WRITTEN REQUEST — Compile every line of the material below that contains the word "crowned", copying each such line in full. Treat the match as case-sensitive.

>> Start TASK DATA

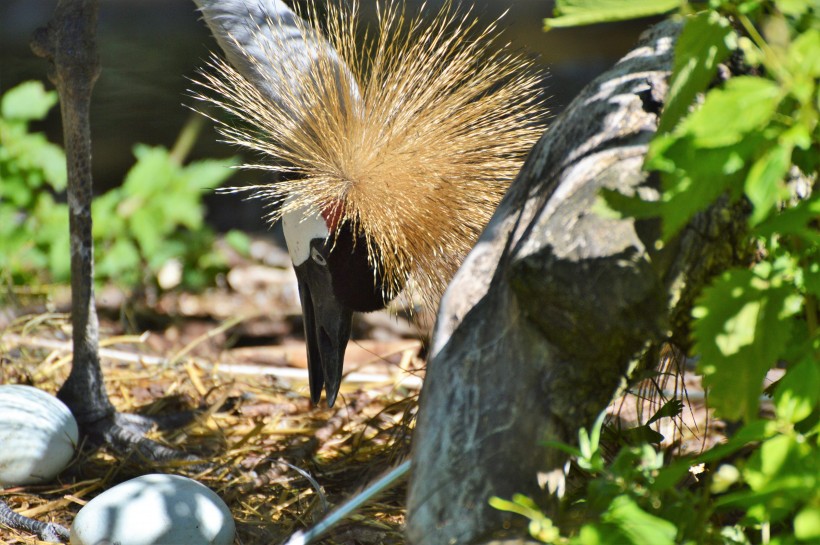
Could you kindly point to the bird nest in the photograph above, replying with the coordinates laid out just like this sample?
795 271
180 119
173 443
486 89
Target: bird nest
278 462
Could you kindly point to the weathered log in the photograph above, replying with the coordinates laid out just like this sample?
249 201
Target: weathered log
554 305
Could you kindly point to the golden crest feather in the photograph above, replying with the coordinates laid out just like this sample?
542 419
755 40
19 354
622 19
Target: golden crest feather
416 134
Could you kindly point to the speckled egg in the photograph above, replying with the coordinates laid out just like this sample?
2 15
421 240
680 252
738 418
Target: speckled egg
38 435
153 510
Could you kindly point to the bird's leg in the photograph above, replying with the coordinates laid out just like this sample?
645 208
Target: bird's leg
46 531
68 43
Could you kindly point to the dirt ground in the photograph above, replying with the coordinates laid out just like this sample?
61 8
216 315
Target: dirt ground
235 355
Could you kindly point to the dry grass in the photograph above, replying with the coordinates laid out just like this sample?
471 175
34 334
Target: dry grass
246 427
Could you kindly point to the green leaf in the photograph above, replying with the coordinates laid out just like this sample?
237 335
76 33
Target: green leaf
705 41
208 174
765 181
152 174
586 12
798 392
804 54
807 524
670 409
794 221
740 330
781 474
744 105
638 526
27 101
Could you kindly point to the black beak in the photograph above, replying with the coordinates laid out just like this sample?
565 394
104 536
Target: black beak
327 330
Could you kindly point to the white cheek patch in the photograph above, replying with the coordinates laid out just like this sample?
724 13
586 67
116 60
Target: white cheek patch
301 226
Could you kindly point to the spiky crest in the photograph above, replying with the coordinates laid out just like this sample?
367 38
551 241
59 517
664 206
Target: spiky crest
416 136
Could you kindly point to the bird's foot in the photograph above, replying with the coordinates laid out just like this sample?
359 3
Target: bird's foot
46 531
125 434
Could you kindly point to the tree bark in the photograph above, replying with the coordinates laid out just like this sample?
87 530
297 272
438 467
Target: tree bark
553 307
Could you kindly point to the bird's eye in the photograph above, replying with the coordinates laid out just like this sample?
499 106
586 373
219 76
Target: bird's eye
317 256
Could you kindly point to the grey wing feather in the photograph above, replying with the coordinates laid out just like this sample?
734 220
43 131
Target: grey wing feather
266 42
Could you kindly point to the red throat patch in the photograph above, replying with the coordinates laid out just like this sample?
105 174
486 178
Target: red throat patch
332 214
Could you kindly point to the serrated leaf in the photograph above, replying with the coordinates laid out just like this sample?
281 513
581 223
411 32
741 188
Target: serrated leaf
739 331
670 409
798 392
765 182
794 221
704 42
28 101
586 12
743 105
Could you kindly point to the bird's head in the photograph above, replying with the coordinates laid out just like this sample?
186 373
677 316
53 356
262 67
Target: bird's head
397 146
336 278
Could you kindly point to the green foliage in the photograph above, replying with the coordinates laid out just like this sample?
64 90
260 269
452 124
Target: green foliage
153 218
747 138
585 12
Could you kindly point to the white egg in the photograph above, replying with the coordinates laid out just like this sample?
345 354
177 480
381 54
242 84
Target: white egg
38 435
153 510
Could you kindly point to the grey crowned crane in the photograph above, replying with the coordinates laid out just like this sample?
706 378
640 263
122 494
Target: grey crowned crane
396 146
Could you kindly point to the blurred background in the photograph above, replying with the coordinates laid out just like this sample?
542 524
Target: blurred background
150 48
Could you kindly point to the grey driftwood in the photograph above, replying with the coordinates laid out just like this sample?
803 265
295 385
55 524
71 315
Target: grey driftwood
552 308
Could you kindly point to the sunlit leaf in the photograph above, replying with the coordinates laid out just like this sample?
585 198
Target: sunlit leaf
704 42
798 392
28 101
742 106
586 12
637 525
740 330
765 181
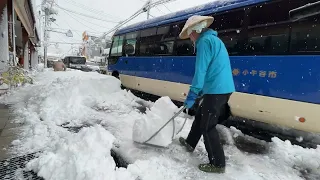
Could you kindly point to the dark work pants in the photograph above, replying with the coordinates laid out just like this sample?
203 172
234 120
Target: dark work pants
212 111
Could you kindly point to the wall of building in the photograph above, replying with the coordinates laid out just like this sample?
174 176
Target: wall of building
4 52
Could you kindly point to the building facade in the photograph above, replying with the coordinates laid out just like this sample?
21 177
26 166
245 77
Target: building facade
18 34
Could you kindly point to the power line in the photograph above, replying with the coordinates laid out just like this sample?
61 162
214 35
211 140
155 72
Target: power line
76 30
69 27
79 21
94 24
87 8
160 10
167 7
85 15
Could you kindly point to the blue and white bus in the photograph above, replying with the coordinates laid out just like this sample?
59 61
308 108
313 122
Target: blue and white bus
274 47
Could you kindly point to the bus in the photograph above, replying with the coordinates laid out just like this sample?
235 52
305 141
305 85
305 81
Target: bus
75 62
274 48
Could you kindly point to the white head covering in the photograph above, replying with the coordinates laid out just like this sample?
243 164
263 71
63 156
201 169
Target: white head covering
196 23
198 27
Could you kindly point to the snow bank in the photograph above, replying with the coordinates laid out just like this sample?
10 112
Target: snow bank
149 123
81 156
74 98
86 156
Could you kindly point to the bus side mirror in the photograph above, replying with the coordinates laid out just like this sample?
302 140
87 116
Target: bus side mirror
307 10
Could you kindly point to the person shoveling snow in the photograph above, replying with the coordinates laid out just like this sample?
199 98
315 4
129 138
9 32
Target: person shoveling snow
212 79
159 114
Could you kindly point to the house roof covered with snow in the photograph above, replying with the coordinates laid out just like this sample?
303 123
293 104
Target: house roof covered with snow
209 8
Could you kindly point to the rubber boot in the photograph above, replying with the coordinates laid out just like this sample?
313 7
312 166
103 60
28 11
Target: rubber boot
185 144
209 168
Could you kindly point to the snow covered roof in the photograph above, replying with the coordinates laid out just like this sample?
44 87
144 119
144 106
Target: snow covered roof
212 7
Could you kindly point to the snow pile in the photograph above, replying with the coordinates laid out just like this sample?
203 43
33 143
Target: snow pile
75 99
85 155
156 168
297 157
149 123
64 97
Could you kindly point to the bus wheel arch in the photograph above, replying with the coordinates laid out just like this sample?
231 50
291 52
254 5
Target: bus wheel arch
115 74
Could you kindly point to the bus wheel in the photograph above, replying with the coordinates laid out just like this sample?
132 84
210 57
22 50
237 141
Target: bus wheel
116 74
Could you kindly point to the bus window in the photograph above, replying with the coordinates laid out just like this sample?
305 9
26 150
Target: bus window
305 36
185 48
268 40
271 12
227 21
231 41
130 44
147 41
165 40
114 48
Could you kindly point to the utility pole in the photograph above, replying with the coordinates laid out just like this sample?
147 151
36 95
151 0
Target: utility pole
45 45
148 12
13 35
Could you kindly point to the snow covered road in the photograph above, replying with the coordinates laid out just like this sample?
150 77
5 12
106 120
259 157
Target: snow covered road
59 101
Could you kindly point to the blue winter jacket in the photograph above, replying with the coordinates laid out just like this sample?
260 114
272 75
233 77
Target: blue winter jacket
213 74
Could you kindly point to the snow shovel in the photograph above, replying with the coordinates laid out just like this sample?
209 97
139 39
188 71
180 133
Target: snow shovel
173 133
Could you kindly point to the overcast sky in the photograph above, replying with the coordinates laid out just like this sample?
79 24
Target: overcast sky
110 11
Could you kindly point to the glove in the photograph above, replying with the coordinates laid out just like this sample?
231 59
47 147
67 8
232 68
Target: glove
190 100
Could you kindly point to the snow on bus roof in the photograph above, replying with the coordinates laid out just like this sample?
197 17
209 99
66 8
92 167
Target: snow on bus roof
212 7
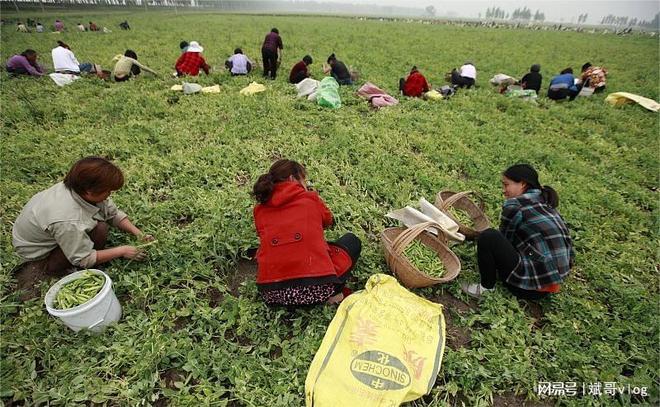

>> End TASK DATA

THE SOLUTION —
Could you kindly point to the grey crowned crane in the photograph above, replying with the coordinates laid out just like this sample?
Target: grey crowned crane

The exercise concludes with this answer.